**TASKS TO PERFORM:**
(A) Answer these questions using the alignment validation text:
(i) Which three errors should lead you to introspect the installed package instead of retrying?
(ii) How does the text describe alignment validation?
(iii) Which QC metrics are named in parentheses?
(B) Write out the part of the alignment validation text starting with "If code throws" and going on through "and identify issues.".
┌─ TEXT SEGMENT
If code throws ImportError, AttributeError, or TypeError, introspect the installed
package and adapt the example to match the actual API rather than retrying.

# Alignment Validation

Post-alignment quality control to verify alignment quality and identify issues.

**"Check alignment quality"** → Compute post-alignment QC metrics (mapping rate, pairing, insert size, strand balance) to identify issues before downstream analysis.
└─
┌─ INPUT DATA
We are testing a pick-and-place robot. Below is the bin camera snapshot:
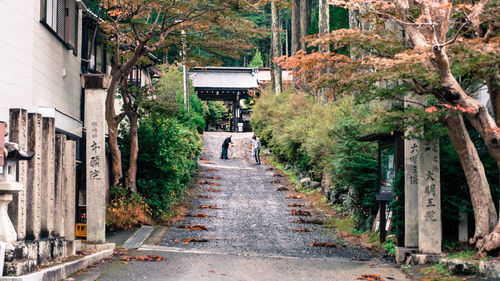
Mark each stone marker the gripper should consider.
[0,242,6,278]
[63,140,76,241]
[418,139,442,254]
[54,134,66,237]
[8,108,28,240]
[26,113,42,240]
[458,210,469,242]
[82,75,109,243]
[41,117,56,237]
[404,139,420,248]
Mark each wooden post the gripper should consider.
[378,200,386,243]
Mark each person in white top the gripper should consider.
[252,135,260,165]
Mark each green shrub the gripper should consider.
[137,116,202,218]
[254,90,378,230]
[106,186,153,231]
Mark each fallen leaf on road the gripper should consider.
[200,205,220,210]
[309,241,344,249]
[293,218,323,224]
[198,181,220,186]
[203,176,220,180]
[177,224,208,231]
[358,274,384,281]
[189,213,214,218]
[292,228,312,232]
[113,248,128,256]
[120,255,164,264]
[290,209,311,216]
[182,238,208,243]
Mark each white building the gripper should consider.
[0,0,82,138]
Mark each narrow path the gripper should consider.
[94,133,406,281]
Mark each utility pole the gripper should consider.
[181,30,191,115]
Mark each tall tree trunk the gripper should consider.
[106,75,126,186]
[271,0,282,93]
[318,0,330,101]
[318,0,330,52]
[290,0,300,56]
[299,0,311,50]
[486,71,500,126]
[444,112,497,254]
[125,111,139,193]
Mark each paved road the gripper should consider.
[92,133,406,281]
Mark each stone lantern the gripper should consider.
[0,122,34,242]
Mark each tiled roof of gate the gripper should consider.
[189,67,259,89]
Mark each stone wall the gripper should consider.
[3,109,76,275]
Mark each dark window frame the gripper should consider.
[40,0,79,56]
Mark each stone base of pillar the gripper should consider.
[81,243,116,251]
[0,242,6,277]
[411,254,443,265]
[0,194,17,242]
[3,237,70,276]
[394,247,418,264]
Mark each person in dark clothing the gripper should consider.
[220,135,232,159]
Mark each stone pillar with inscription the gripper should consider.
[25,113,42,240]
[41,117,56,237]
[418,139,442,254]
[9,108,28,240]
[54,134,66,237]
[62,140,76,241]
[82,74,111,243]
[404,136,420,248]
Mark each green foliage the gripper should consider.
[203,101,229,126]
[254,90,378,230]
[439,120,499,239]
[388,167,405,236]
[133,116,202,218]
[330,5,349,31]
[383,240,396,256]
[106,186,152,231]
[248,49,264,67]
[155,65,206,134]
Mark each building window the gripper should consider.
[40,0,78,52]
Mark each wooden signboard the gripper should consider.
[0,122,6,168]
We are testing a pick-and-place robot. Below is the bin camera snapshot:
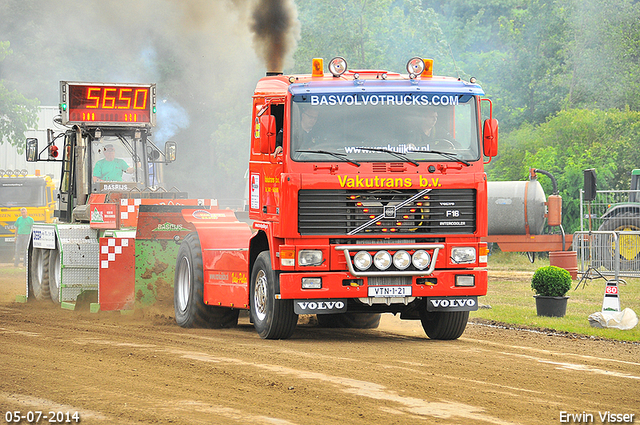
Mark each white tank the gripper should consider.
[487,179,547,235]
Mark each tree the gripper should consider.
[0,41,39,152]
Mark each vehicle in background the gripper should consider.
[0,170,56,262]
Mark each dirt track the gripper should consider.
[0,268,640,425]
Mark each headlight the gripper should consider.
[373,251,391,270]
[451,246,476,264]
[393,250,411,270]
[353,251,371,270]
[298,249,322,266]
[411,249,431,270]
[302,277,322,289]
[329,56,347,77]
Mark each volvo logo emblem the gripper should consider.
[384,205,396,218]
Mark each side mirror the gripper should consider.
[482,118,498,158]
[25,138,38,162]
[164,141,177,162]
[260,115,276,154]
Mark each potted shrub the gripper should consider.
[531,266,571,317]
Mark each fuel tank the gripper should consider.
[487,179,547,235]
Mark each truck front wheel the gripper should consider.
[173,233,239,328]
[29,248,51,301]
[420,308,469,340]
[250,251,298,339]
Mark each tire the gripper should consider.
[29,248,51,301]
[420,307,469,340]
[317,313,381,329]
[173,233,239,328]
[249,251,298,339]
[597,213,640,271]
[49,243,62,304]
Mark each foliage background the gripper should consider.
[0,0,640,232]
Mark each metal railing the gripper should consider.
[572,190,640,281]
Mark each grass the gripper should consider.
[470,252,640,341]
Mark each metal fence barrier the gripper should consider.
[580,190,640,231]
[572,190,640,281]
[572,230,640,281]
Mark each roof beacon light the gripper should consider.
[311,58,324,77]
[407,57,425,79]
[329,56,347,77]
[421,59,433,78]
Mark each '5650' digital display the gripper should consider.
[60,81,156,126]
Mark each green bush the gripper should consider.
[531,266,571,297]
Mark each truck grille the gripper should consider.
[298,189,476,235]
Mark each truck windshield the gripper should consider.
[291,95,480,162]
[91,136,145,185]
[0,178,46,207]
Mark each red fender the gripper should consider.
[182,210,252,308]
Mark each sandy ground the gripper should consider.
[0,267,640,425]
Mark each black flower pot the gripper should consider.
[533,295,569,317]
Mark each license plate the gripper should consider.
[369,286,411,298]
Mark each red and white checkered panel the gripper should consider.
[98,238,136,311]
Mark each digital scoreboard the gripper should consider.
[60,81,156,126]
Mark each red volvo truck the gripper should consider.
[174,58,498,339]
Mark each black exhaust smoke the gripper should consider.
[251,0,299,75]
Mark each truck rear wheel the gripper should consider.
[420,308,469,340]
[317,313,381,329]
[173,233,239,328]
[48,248,61,304]
[29,248,51,301]
[249,251,298,339]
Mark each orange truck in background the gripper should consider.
[174,58,498,340]
[0,170,56,261]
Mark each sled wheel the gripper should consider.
[173,233,239,328]
[420,308,469,340]
[250,251,298,339]
[317,313,381,329]
[29,248,51,301]
[48,242,62,304]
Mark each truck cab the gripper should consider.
[240,58,497,339]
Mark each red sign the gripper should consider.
[90,204,120,229]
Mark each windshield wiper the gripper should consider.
[362,148,420,167]
[296,150,360,167]
[407,149,471,167]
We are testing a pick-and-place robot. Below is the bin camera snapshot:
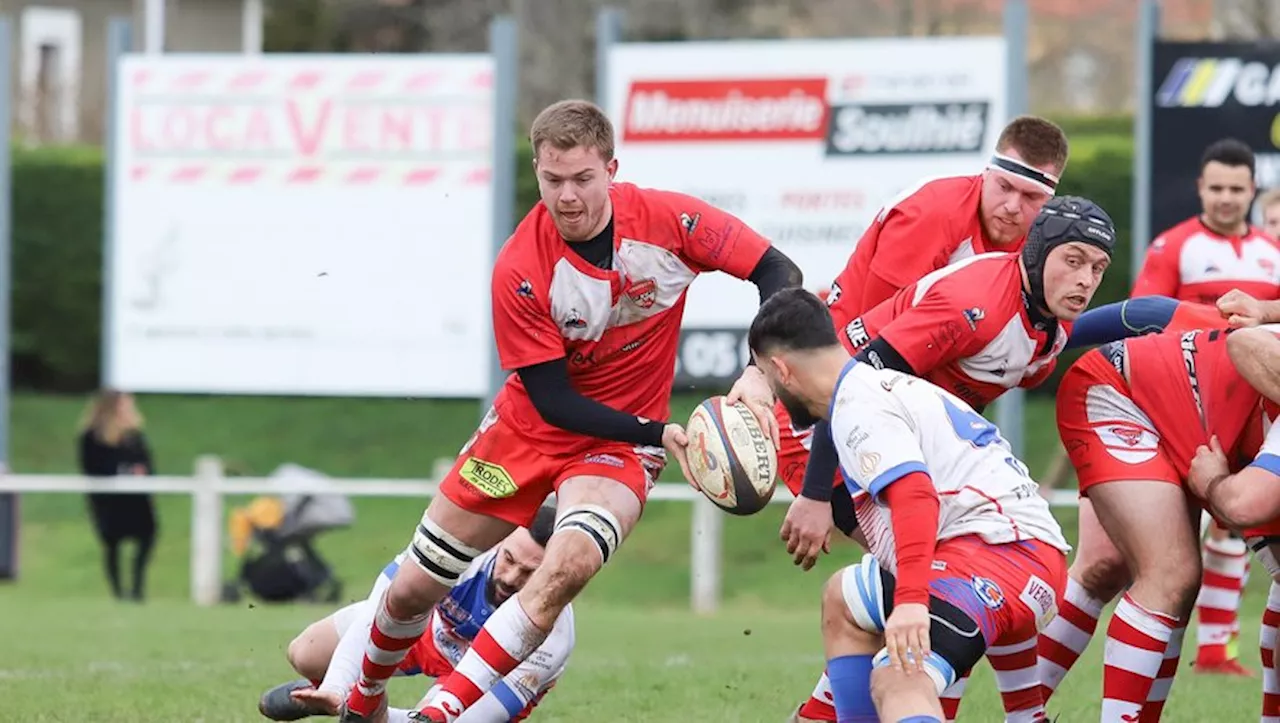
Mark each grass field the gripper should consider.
[0,395,1266,723]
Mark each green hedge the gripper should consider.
[13,122,1133,392]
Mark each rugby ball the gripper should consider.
[685,397,778,514]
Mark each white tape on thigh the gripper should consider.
[840,554,884,633]
[552,504,622,564]
[1244,537,1280,582]
[410,512,483,587]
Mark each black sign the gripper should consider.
[827,101,989,156]
[673,329,751,393]
[1147,42,1280,234]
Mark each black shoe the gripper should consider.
[257,678,315,720]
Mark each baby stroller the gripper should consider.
[223,465,356,604]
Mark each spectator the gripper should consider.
[79,389,156,601]
[1258,188,1280,239]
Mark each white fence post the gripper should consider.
[191,456,223,605]
[689,494,724,614]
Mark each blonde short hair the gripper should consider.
[529,100,613,163]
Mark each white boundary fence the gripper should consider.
[0,456,1078,613]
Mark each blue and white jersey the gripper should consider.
[831,361,1071,572]
[321,546,575,723]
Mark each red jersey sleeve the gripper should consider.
[490,258,564,371]
[863,203,951,301]
[876,290,983,376]
[1129,235,1181,298]
[646,191,769,279]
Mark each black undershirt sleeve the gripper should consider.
[516,357,666,447]
[746,246,804,303]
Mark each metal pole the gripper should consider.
[996,0,1030,458]
[241,0,262,55]
[142,0,165,55]
[595,8,625,109]
[0,18,19,580]
[1129,0,1160,285]
[480,15,520,416]
[100,18,133,386]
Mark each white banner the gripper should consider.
[104,55,494,397]
[608,37,1006,330]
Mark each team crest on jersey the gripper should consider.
[680,214,703,235]
[564,308,586,329]
[969,575,1005,610]
[964,306,987,331]
[858,452,879,477]
[1111,426,1142,447]
[627,279,658,308]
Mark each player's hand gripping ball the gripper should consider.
[685,397,778,514]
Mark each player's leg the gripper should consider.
[1194,522,1252,676]
[1038,349,1130,700]
[1089,480,1201,720]
[422,447,650,723]
[1258,581,1280,723]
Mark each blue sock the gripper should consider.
[827,655,879,723]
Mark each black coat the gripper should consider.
[79,431,156,543]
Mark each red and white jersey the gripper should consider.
[827,175,1024,325]
[1132,216,1280,303]
[492,183,769,449]
[831,361,1071,572]
[1121,325,1280,477]
[838,253,1071,409]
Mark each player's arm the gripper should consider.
[1226,325,1280,403]
[493,262,666,447]
[859,202,951,308]
[831,385,941,607]
[646,191,804,294]
[1190,425,1280,530]
[1129,237,1183,297]
[457,613,575,723]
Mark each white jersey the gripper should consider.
[320,546,576,723]
[831,360,1071,573]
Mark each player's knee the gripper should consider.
[822,554,886,636]
[552,504,622,577]
[1070,548,1130,600]
[407,513,484,591]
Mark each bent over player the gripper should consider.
[780,196,1116,720]
[1039,292,1276,722]
[749,289,1070,723]
[259,504,565,723]
[343,101,801,722]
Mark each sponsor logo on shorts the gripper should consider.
[458,457,517,499]
[582,454,623,470]
[969,575,1005,610]
[1018,575,1057,631]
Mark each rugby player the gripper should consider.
[1132,138,1280,676]
[749,289,1070,723]
[1039,292,1280,722]
[340,101,803,722]
[259,504,573,723]
[783,196,1115,720]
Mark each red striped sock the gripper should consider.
[1196,537,1248,665]
[1037,577,1105,701]
[1102,594,1179,720]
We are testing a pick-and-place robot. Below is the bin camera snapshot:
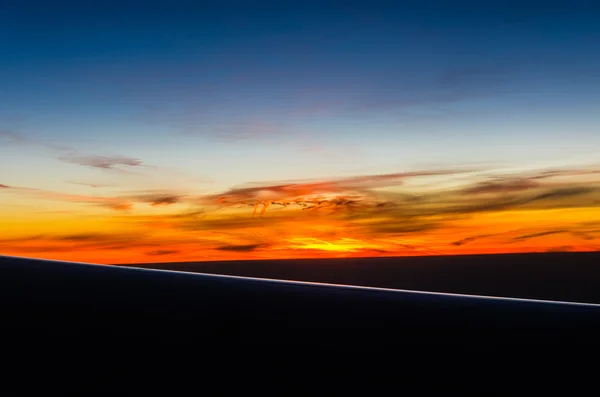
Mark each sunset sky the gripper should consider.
[0,0,600,263]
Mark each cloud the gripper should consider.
[513,230,569,241]
[217,244,264,252]
[204,170,480,215]
[59,155,142,170]
[462,179,541,194]
[452,234,495,247]
[146,250,181,256]
[124,192,186,207]
[67,181,113,189]
[0,186,132,211]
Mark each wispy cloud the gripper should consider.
[217,244,264,252]
[58,154,142,171]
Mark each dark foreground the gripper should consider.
[128,252,600,303]
[0,256,600,395]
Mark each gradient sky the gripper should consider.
[0,0,600,263]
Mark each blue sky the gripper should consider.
[0,1,600,191]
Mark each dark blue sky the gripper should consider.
[0,0,600,192]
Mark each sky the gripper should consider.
[0,0,600,263]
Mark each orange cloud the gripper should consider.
[0,164,600,263]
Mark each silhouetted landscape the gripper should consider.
[120,252,600,303]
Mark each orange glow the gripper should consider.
[0,167,600,264]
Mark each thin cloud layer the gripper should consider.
[0,162,600,263]
[59,155,142,170]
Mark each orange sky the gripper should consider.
[0,168,600,264]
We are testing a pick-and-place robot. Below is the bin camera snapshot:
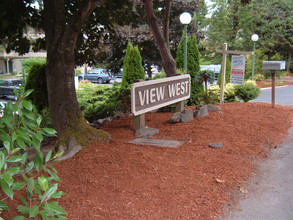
└─
**SET OF ANSWERS:**
(A)
(i) ImportError, AttributeError, and TypeError.
(ii) As post-alignment quality control to verify alignment quality and identify issues.
(iii) Mapping rate, pairing, insert size, and strand balance.

(B)
If code throws ImportError, AttributeError, or TypeError, introspect the installed
package and adapt the example to match the actual API rather than retrying.

# Alignment Validation

Post-alignment quality control to verify alignment quality and identify issues.